== SET TASK ==
How many lines in the entries below contain the string "target"? Case counts. Reply with the number alone.

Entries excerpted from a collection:
--------------------
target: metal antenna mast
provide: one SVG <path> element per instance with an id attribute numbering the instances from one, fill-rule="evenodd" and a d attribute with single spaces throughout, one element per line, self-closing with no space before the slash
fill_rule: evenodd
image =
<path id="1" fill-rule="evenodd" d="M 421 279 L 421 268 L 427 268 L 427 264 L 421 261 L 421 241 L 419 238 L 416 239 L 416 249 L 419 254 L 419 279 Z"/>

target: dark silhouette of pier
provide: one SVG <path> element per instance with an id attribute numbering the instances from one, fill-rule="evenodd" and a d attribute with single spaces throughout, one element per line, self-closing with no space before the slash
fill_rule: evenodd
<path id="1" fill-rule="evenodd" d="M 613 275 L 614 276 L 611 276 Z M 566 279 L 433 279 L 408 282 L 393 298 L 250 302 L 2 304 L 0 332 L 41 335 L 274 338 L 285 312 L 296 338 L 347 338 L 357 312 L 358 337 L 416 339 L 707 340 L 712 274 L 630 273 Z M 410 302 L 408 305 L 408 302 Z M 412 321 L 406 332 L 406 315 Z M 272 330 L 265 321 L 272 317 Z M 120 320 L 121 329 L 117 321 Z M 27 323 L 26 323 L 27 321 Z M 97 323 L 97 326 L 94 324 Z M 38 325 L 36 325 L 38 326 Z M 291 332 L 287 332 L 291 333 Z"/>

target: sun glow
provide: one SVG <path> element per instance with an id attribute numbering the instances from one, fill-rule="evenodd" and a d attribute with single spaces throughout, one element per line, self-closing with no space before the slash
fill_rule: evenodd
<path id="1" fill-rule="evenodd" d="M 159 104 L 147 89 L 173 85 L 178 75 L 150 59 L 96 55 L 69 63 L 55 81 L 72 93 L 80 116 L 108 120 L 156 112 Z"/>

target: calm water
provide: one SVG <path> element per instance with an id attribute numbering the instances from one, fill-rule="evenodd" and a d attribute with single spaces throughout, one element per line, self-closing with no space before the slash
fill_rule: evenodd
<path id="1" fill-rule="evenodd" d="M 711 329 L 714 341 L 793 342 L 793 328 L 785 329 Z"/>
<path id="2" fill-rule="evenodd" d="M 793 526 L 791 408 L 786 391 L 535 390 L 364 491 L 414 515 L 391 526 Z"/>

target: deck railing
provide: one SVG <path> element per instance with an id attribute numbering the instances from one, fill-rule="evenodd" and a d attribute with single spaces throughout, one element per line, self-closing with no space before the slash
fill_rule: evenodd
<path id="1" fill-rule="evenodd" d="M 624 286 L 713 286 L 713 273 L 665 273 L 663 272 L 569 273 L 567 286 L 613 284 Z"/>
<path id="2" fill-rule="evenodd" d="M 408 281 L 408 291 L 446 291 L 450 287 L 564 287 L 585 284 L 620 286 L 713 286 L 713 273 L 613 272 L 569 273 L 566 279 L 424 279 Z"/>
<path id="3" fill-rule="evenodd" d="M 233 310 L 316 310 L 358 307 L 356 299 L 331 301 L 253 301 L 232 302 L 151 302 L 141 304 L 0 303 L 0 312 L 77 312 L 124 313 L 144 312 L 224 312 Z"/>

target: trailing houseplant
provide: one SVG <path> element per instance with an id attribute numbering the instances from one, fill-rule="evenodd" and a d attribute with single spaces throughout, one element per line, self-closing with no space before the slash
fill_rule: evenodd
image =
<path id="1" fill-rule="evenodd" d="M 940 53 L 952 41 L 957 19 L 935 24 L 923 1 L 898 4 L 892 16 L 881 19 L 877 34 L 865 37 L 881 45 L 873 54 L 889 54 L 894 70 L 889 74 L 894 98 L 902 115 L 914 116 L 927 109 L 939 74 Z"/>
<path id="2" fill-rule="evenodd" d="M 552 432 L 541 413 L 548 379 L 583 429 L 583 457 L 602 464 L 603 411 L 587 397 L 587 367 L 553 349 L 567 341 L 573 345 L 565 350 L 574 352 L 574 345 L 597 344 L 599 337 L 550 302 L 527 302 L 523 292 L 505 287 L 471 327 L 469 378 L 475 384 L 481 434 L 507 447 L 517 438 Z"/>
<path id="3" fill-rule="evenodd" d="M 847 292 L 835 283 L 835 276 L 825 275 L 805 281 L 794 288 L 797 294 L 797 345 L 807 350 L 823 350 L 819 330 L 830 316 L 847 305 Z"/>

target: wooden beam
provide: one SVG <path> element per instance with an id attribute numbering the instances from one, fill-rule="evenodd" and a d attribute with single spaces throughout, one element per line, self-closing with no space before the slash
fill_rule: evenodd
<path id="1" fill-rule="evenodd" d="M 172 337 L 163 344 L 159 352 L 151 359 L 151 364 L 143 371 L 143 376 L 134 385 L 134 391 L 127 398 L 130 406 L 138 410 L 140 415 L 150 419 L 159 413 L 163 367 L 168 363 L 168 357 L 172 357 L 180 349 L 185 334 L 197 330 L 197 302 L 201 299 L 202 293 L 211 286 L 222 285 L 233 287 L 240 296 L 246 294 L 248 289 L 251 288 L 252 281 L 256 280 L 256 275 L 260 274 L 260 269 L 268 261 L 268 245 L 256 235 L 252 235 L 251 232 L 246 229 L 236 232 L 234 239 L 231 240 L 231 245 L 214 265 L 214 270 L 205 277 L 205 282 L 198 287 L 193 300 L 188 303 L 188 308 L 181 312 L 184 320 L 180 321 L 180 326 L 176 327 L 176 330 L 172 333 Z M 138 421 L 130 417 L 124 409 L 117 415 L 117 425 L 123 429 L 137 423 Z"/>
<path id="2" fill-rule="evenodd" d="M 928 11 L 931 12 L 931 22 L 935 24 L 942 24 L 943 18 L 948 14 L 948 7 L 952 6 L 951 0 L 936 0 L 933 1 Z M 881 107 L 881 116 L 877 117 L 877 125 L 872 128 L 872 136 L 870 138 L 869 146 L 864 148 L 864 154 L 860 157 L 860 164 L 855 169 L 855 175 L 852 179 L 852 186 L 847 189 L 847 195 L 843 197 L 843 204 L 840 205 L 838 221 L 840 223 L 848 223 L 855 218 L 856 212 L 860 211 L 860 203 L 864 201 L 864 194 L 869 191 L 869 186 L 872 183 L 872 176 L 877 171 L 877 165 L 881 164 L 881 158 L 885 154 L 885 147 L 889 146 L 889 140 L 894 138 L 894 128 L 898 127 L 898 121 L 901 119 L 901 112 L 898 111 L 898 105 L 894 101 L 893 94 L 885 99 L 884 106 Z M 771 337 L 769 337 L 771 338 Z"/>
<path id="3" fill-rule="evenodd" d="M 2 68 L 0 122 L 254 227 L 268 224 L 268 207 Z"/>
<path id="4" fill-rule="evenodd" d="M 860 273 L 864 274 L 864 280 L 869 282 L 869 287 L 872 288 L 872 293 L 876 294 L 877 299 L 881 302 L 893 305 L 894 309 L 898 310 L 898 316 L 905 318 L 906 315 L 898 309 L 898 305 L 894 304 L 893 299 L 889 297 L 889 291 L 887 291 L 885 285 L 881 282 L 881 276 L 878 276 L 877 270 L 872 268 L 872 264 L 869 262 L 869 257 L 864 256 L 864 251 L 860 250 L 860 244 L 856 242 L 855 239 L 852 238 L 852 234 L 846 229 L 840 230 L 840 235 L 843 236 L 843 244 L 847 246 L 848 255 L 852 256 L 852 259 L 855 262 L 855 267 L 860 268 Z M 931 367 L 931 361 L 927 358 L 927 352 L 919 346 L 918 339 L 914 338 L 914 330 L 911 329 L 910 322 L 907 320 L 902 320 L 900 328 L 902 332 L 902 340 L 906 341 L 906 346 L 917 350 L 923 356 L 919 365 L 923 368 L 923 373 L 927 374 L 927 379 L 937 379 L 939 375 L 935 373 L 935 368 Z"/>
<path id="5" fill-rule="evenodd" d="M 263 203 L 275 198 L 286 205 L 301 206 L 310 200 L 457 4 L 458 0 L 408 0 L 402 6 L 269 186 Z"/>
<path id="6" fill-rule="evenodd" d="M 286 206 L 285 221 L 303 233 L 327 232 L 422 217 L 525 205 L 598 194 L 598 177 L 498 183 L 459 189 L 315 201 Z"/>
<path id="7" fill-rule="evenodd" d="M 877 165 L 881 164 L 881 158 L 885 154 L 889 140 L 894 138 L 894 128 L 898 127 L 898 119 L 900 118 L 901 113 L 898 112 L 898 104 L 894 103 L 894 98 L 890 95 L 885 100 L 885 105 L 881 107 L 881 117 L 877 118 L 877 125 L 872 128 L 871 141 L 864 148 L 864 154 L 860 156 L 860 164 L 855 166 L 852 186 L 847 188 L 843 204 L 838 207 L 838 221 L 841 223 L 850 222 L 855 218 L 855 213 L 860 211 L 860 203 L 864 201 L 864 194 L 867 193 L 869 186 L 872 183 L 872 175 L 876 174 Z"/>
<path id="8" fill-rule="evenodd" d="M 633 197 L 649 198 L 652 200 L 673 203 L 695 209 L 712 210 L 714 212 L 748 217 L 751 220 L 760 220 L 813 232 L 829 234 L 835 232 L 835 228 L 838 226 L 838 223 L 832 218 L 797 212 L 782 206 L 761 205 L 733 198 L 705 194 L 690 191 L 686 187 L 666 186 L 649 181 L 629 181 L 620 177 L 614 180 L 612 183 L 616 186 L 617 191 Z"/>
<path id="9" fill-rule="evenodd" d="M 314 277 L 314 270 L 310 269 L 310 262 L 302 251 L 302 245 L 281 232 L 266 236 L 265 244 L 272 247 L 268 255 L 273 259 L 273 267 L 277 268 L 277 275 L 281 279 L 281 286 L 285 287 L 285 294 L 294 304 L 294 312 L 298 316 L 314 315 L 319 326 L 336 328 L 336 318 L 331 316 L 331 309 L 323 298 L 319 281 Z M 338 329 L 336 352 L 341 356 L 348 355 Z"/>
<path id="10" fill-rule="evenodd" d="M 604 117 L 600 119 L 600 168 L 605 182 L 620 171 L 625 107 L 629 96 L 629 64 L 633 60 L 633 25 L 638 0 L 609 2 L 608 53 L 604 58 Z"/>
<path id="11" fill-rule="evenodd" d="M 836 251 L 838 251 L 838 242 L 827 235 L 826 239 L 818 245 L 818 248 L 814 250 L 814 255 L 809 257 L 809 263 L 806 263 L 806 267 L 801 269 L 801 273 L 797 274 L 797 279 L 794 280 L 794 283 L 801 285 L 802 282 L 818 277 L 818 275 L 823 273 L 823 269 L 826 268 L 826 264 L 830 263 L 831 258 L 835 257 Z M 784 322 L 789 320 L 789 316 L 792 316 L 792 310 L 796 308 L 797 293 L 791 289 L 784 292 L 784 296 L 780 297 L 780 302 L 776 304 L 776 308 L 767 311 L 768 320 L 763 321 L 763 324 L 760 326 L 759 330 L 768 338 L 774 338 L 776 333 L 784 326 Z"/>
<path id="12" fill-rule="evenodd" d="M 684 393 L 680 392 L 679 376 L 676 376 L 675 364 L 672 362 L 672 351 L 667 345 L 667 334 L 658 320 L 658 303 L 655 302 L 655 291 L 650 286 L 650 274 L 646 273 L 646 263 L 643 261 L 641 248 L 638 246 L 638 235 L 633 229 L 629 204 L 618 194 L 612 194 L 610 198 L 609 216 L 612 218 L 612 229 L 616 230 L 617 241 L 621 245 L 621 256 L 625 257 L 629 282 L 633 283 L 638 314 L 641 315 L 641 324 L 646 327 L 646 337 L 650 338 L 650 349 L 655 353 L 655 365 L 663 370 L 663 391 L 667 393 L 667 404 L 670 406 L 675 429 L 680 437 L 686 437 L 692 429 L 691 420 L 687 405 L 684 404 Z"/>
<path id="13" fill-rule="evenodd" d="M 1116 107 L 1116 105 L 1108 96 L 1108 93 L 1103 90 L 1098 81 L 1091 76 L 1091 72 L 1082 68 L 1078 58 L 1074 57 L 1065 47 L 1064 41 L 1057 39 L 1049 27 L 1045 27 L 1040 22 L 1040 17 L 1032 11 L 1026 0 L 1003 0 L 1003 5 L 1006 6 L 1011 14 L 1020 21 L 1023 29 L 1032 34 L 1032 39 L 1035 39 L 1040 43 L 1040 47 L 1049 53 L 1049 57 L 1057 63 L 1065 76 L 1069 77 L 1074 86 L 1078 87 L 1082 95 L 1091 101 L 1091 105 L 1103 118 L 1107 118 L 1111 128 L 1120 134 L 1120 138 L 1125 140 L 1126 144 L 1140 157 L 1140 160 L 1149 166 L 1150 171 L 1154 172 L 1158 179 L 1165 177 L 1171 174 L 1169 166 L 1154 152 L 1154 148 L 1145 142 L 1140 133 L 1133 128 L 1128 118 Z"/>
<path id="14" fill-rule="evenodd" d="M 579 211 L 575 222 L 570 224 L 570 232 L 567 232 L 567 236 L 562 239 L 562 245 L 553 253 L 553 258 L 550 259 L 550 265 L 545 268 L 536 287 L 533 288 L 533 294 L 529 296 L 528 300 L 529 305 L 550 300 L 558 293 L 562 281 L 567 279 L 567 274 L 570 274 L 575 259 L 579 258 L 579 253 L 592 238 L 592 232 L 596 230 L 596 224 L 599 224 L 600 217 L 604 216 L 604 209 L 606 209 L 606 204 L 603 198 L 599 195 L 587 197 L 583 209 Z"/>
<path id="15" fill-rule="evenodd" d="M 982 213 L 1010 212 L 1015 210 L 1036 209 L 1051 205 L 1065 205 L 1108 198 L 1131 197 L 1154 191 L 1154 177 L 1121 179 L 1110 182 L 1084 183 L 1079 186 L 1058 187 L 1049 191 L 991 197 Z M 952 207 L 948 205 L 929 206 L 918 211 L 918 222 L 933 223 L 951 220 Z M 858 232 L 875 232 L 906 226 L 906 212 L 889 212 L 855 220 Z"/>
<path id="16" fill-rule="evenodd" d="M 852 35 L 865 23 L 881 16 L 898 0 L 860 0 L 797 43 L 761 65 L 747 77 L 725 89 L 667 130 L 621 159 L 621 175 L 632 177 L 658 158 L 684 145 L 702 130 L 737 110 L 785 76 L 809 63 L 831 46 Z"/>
--------------------
== EXERCISE ANSWER ==
7